▶ [Your task] Lines, not repeats, are what count: give the number of lines below that hold "tent", and nothing more.
Information Start Marker
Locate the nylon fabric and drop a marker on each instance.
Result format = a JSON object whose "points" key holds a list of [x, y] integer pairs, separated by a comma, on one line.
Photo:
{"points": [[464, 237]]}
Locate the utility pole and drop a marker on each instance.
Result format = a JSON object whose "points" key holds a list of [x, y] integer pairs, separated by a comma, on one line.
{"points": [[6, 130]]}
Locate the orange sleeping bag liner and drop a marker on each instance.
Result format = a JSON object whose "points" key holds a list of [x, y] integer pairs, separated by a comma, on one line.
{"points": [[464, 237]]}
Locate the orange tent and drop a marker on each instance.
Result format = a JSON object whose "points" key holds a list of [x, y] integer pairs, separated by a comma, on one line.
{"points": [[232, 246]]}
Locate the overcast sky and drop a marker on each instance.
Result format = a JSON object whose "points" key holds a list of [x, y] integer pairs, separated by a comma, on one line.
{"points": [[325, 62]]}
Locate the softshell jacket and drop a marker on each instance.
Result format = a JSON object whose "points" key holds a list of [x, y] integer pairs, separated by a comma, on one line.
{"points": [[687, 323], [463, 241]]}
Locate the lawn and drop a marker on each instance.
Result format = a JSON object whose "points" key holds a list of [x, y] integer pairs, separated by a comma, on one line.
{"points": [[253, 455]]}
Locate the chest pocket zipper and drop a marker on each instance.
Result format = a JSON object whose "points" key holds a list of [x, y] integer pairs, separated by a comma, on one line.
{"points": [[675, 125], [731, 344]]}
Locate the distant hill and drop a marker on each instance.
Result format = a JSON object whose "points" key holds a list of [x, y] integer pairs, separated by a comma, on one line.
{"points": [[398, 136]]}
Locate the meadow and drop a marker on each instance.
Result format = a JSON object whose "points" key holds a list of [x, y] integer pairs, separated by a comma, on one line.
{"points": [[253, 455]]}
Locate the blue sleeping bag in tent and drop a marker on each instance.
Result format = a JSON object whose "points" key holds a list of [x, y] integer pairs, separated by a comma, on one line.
Information End Marker
▶ [Answer space] 2